*FRAGMENTO*.
------------------------

La mala alimentación y el descuido de los padres aparecen juntos en varios cuentos, en especial en “La Sirène et l’épervier” y en “Brigitte, la Maman qui m’a pas fait, mais m’a nourri”. La búsqueda de alimento puede encontrarse en todos éstos, aun en Perrault, donde aparece en forma de parodia en “Los deseos ridículos”. A un pobre leñador le prometen cumplirle tres deseos en recompensa de una buena acción. Mientras piensa, se le despierta el apetito y desea un salchichón. Después de que éste aparece en su plato, su esposa, una enojona insoportable, lo regaña tan violentamente por desperdiciar su deseo que el leñador pide que le crezca un salchichón en la nariz. Después, al ver a su esposa deformada, desea que regrese a su estado normal y vuelven así a su antigua existencia miserable.
[…] En la mayoría de los cuentos, la realización de los deseos se convierte en programa de sobrevivencia, y no en fantasía para escapar de la realidad.
A pesar de las ocasionales pinceladas de fantasía, los cuentos están enraizados en el mundo real. Casi todos se desarrollan en dos marcos de referencia básicos, que corresponden al escenario dual de la vida campesina durante el Antiguo Régimen: por una parte, la casa y la villa; por la otra, los caminos abiertos. La oposición entre las villas y los caminos abarca todos los cuentos, igual que las vidas de los campesinos en todas partes en el siglo XVIII en Francia.7
Las familias campesinas no podían sobrevivir durante el Antiguo Régimen a menos de que todos sus miembros trabajaran, y lo hicieron juntos como una unidad económica. Los cuentos populares constantemente muestran que los padres trabajan en los campos mientras los hijos recogen leña, cuidan ovejas, traen agua, hilan lana o piden limosna. Lejos de condenar la explotación del trabajo de los niños, parecían indignarse cuando esto no ocurría. En “Les Trois Fileuses”, un padre decide deshacerse de su hija, porque “come pero no trabaja”.8 Convence al rey de que la joven puede hilar siete fusées (92,000 metros) de lino en una noche, cuando en realidad se come siete crêpes (nos encontramos en Angoumois). El rey le ordena que realice hazañas prodigiosas de hilado, y le promete casarse con ella si lo logra. Tres hilanderas mágicas, que compiten en deformidad entre sí, completan las tareas para ella, y a cambio sólo le piden que las invite a su boda. Cuando las mujeres aparecen, el rey les pregunta la causa de su deformidad. Responden que se debe al exceso de trabajo; y le advierten que su esposa se verá aún más horrible si le permite que continúe hilando. Así la muchacha se libra de la esclavitud, el padre se deshace de una muchacha glotona y los pobres triunfan sobre los ricos (en algunas versiones el señor local toma el lugar del rey).

------------------------

*TAREA*. Según el fragmento sobre los cuentos populares, ¿por qué decide el padre de “Les Trois Fileuses” deshacerse de su hija?

------------------------

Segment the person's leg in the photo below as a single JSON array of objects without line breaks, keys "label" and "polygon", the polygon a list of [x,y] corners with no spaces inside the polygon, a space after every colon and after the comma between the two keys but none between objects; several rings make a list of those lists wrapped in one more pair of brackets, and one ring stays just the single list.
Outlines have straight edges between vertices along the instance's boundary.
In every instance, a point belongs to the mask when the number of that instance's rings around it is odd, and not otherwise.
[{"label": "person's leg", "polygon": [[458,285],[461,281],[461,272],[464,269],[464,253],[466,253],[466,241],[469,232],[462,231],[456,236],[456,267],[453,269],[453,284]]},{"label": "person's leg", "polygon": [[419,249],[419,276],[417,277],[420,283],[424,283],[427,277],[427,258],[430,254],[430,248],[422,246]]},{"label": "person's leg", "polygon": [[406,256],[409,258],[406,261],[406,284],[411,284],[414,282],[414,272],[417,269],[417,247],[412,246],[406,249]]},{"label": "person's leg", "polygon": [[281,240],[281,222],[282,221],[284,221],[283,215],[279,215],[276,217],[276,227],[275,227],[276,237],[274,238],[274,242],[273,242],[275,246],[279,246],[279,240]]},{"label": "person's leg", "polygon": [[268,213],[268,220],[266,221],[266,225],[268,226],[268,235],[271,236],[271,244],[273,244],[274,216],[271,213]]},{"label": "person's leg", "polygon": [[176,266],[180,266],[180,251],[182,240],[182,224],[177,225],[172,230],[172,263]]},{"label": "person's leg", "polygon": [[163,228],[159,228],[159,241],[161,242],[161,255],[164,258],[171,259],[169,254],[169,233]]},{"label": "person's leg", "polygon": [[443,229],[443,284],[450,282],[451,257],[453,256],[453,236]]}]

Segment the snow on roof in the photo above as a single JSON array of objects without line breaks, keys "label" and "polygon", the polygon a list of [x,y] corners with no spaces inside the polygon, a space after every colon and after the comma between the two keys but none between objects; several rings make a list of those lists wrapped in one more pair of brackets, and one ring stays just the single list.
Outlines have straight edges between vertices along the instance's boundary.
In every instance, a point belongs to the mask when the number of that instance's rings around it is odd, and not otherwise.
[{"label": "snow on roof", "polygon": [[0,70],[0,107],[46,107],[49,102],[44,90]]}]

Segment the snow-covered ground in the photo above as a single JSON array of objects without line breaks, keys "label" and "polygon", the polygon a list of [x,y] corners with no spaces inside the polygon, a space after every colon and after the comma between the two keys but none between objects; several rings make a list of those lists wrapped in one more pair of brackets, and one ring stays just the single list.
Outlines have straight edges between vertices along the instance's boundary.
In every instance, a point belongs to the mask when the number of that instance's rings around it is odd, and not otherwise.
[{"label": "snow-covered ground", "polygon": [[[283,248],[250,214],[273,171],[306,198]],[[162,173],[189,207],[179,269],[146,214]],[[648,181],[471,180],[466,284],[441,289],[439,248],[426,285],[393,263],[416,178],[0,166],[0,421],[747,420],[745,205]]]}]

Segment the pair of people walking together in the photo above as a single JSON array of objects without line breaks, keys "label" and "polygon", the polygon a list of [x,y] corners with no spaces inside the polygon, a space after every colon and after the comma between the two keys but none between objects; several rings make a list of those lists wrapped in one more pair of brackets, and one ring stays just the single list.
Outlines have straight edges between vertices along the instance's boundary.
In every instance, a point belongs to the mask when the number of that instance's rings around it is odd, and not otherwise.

------------------------

*SOLUCIÓN*. Porque la hija “come pero no trabaja”.